I’m not getting a flu shot this year.
In truth, I’ve never got a flu shot — and I’ve never contracted the flu.
Let the wood-knocking commence.
But this year, the odds are stacked against me. If recent reports are accurate, there’s about a 50 percent chance that I (or anyone else) will get swine flu by the end of the year.
And there’s a 99.9 percent chance it won’t kill me. It is, for the most part, a benign threat.
Yet people are clamoring for vaccines this flu season like never before, horrified by media catchphrases such as “global pandemic,” and are afraid the disease is something more along the lines of the bubonic plague than an average winter flu.
Let’s face it: There’s a very good chance you might get swine flu this winter if you don’t get a vaccine.
But I’m not going to, despite my mother’s incessant urgings, and it’s not just because I’m boastfully confident I’ll be able to avoid it.
I am fearful, yes. The illness is already becoming so pervasive that one of the leading soothsayers of H1N1’s potential to become a worldwide crisis, Pulitizer prize-winning science journalist Laurie Garrett, came down with the bug last week.
Irony aside, Garrett offered some frightening commentary on our failures to address swine flu appropriately and efficiently.
“We have utterly failed the globalization test in our response to H1N1,” Garrett wrote in an edition of Newsweek.
Garrett points out that about 1 billion doses of the H1N1 vaccine have been ordered worldwide, but on a planet that is home to over 6.5 billion people, 85 percent of the world is being excluded.
“Worse, those 1 billion orders have been prioritized, with the wealthiest nations at the top of the list,” Garrett said. “Before New Year’s Eve only about 5 percent of the world population will have been immunized.”
That’s a startling statistic. Only one in 20 will have access to the swine flu vaccine, and those who need it the most — the global masses of poor who lack adequate health care services — are not being invited to share in what would be the only life-saving medicine if H1N1 were a deadly infection.
In 1918, the Spanish flu inflected a third of the world population and killed anywhere from 50 million to 100 million people, according to the Centers for Disease Control and Prevention.
2009 is not 1918. The swine flu is not the Spanish flu. But if it was, given how densely populated the world is now, we’d be suffering through a medical holocaust of unparalleled destruction, and we wouldn’t possess the means to fight or control it.
The pharmaceutical industry needs a wake-up call. A 5 percent vaccine availability is not good enough.
This is why I’m not getting a vaccine. Others need it more — and the human race needs to be better prepared the next time we have a pandemic outbreak.
Swine flu is just a warning shot.
Let’s hope we’re better prepared when the next 1918 comes around.

ENTRIES SUPPLIED:
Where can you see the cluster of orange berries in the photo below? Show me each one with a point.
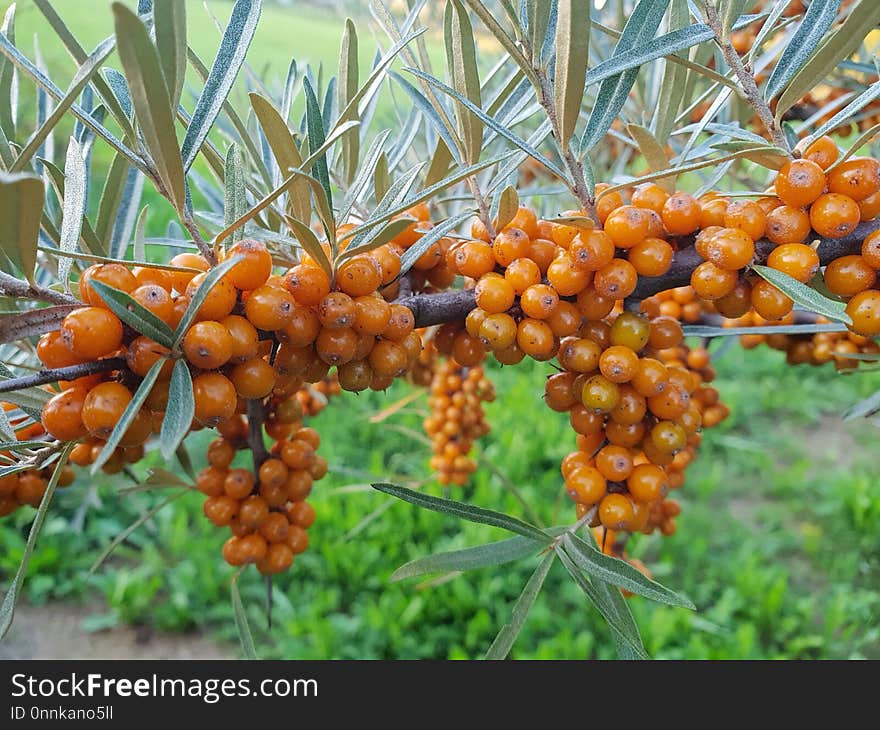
(26, 487)
(806, 198)
(816, 349)
(637, 397)
(268, 515)
(457, 419)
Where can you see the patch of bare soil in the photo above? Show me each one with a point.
(57, 632)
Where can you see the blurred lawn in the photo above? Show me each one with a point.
(778, 542)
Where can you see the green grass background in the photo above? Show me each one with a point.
(778, 542)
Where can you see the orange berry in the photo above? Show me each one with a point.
(799, 183)
(849, 275)
(833, 215)
(626, 226)
(143, 353)
(207, 345)
(681, 214)
(786, 224)
(768, 301)
(651, 257)
(62, 415)
(116, 275)
(797, 260)
(308, 284)
(857, 178)
(539, 301)
(219, 301)
(864, 309)
(215, 398)
(180, 279)
(269, 308)
(509, 245)
(823, 152)
(617, 280)
(91, 332)
(103, 407)
(359, 276)
(747, 216)
(53, 353)
(243, 337)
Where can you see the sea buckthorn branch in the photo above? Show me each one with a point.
(687, 259)
(746, 79)
(12, 287)
(71, 372)
(454, 305)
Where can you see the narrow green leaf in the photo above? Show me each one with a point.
(508, 205)
(639, 30)
(235, 197)
(414, 252)
(845, 39)
(620, 573)
(364, 174)
(7, 608)
(286, 154)
(624, 631)
(192, 309)
(664, 45)
(105, 90)
(111, 200)
(136, 316)
(507, 636)
(699, 330)
(73, 209)
(7, 72)
(44, 83)
(346, 89)
(169, 20)
(491, 123)
(572, 55)
(241, 622)
(654, 153)
(464, 511)
(804, 296)
(21, 207)
(180, 411)
(802, 45)
(372, 240)
(129, 414)
(128, 531)
(80, 79)
(381, 178)
(310, 243)
(480, 556)
(317, 136)
(230, 56)
(461, 61)
(152, 105)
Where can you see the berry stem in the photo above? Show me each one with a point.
(746, 79)
(12, 287)
(72, 372)
(204, 247)
(256, 413)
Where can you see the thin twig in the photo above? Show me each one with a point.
(204, 247)
(746, 79)
(256, 417)
(12, 287)
(72, 372)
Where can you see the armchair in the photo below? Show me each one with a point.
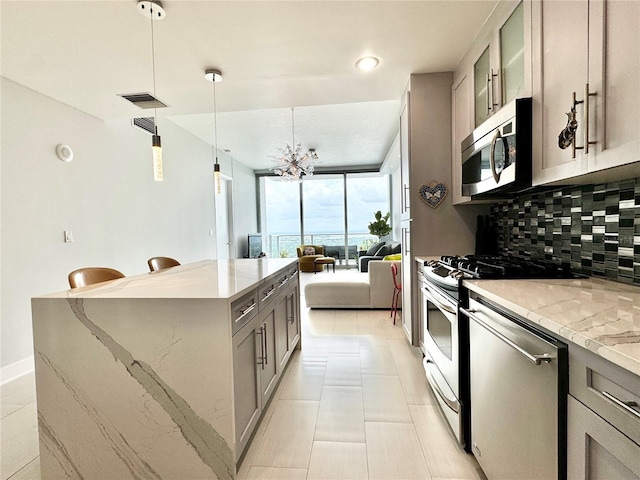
(306, 258)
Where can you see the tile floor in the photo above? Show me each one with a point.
(353, 404)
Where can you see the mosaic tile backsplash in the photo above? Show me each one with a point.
(593, 228)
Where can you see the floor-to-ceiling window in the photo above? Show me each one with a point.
(280, 216)
(333, 210)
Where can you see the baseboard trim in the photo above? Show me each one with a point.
(16, 370)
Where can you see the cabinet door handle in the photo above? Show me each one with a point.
(586, 102)
(246, 311)
(626, 406)
(261, 357)
(587, 94)
(406, 202)
(488, 101)
(269, 293)
(266, 349)
(290, 312)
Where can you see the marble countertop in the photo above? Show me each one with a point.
(599, 315)
(205, 279)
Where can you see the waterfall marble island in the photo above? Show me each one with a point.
(162, 375)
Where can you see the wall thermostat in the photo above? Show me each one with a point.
(64, 153)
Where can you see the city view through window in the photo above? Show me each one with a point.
(331, 210)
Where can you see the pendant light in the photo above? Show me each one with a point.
(215, 76)
(154, 11)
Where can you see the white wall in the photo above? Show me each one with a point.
(119, 216)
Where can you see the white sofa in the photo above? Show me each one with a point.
(373, 289)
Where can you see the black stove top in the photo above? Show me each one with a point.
(489, 266)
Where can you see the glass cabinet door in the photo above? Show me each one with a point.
(481, 72)
(512, 56)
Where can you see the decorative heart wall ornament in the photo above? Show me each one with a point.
(433, 194)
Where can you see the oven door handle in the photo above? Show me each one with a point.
(438, 299)
(452, 404)
(535, 359)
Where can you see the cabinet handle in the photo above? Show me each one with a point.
(246, 311)
(587, 142)
(269, 293)
(261, 358)
(406, 202)
(290, 312)
(626, 406)
(488, 102)
(266, 349)
(490, 96)
(587, 94)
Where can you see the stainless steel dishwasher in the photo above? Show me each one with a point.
(518, 391)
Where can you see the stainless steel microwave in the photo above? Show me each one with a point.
(496, 157)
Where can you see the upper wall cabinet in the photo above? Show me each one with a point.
(494, 71)
(498, 73)
(586, 64)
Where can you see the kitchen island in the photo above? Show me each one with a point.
(165, 374)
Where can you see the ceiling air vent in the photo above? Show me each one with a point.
(146, 124)
(143, 100)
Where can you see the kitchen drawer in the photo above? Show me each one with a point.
(610, 391)
(267, 291)
(244, 309)
(596, 450)
(293, 275)
(282, 281)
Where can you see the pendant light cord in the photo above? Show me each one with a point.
(153, 68)
(293, 129)
(215, 123)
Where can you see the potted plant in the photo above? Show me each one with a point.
(380, 226)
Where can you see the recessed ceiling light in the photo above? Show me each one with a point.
(366, 64)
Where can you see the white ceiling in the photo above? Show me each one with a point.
(273, 56)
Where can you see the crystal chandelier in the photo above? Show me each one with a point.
(292, 164)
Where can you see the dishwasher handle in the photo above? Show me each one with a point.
(535, 359)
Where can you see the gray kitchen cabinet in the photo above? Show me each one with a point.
(462, 126)
(247, 353)
(425, 166)
(603, 425)
(262, 348)
(405, 156)
(596, 450)
(269, 367)
(293, 313)
(586, 59)
(493, 72)
(406, 200)
(499, 55)
(282, 332)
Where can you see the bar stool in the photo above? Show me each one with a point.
(158, 263)
(91, 275)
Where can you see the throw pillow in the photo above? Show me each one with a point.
(383, 250)
(374, 248)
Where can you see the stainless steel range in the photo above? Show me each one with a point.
(446, 333)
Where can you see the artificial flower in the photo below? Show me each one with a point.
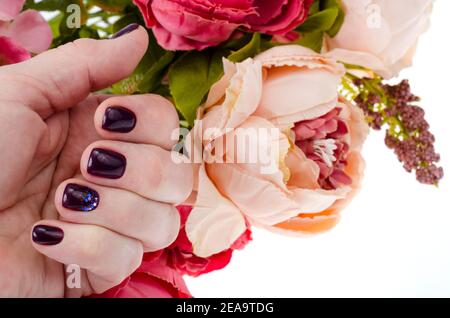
(187, 25)
(153, 279)
(317, 152)
(381, 35)
(21, 33)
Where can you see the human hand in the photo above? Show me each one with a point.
(89, 176)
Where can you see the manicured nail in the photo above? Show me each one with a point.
(128, 29)
(47, 235)
(106, 163)
(118, 119)
(80, 198)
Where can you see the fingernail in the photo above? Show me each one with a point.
(128, 29)
(118, 119)
(106, 163)
(47, 235)
(80, 198)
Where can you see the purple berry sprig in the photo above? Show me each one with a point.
(408, 133)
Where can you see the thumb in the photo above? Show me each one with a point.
(62, 77)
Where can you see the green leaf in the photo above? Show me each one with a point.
(131, 85)
(124, 21)
(249, 50)
(54, 24)
(322, 21)
(112, 5)
(190, 79)
(152, 78)
(315, 7)
(312, 40)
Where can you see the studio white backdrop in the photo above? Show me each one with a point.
(392, 241)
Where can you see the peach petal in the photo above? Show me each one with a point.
(240, 101)
(215, 223)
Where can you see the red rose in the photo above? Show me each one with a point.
(187, 25)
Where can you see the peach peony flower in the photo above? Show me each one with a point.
(381, 34)
(318, 167)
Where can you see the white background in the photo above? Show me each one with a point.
(394, 239)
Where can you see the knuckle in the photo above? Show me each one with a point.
(166, 230)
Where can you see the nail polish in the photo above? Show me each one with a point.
(128, 29)
(80, 198)
(106, 164)
(119, 119)
(47, 235)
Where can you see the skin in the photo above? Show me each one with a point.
(49, 122)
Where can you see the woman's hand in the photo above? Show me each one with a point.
(86, 180)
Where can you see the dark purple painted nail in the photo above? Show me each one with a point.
(106, 163)
(47, 235)
(118, 119)
(128, 29)
(80, 198)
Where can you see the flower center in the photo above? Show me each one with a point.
(323, 141)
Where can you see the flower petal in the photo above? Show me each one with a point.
(215, 223)
(11, 52)
(299, 84)
(10, 8)
(31, 31)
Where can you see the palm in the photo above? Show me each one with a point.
(31, 273)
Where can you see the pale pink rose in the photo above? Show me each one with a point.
(381, 34)
(21, 33)
(294, 91)
(189, 25)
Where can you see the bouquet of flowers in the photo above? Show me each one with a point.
(275, 98)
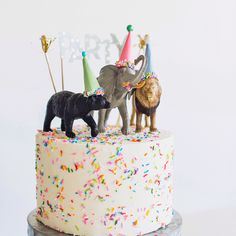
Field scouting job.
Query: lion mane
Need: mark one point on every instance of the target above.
(147, 98)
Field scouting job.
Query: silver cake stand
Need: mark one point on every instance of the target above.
(35, 228)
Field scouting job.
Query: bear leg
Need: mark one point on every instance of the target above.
(92, 124)
(68, 127)
(47, 121)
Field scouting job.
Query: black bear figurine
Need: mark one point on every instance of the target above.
(70, 106)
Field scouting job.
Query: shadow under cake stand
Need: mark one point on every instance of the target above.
(35, 228)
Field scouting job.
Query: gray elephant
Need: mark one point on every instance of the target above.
(112, 79)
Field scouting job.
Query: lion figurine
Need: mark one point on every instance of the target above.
(146, 99)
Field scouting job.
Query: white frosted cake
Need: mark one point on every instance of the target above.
(105, 186)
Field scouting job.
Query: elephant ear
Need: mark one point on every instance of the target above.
(107, 80)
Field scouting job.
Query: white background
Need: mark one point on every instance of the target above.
(194, 48)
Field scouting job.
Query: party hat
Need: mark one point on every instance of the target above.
(91, 85)
(125, 56)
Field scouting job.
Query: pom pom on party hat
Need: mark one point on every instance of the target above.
(91, 85)
(125, 56)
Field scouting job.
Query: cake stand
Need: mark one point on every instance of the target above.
(35, 228)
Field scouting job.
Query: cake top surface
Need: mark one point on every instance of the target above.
(112, 136)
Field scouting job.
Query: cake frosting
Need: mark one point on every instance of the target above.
(105, 186)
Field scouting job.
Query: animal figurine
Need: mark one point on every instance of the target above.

EXERCISE AIM: Can you copy the swine flu column word for word, starting with "But this year, the" and going on through "average winter flu."?

SOLUTION FOR THIS PROBLEM:
But this year, the odds are stacked against me. If recent reports are accurate, there’s about a 50 percent chance that I (or anyone else) will get swine flu by the end of the year.
And there’s a 99.9 percent chance it won’t kill me. It is, for the most part, a benign threat.
Yet people are clamoring for vaccines this flu season like never before, horrified by media catchphrases such as “global pandemic,” and are afraid the disease is something more along the lines of the bubonic plague than an average winter flu.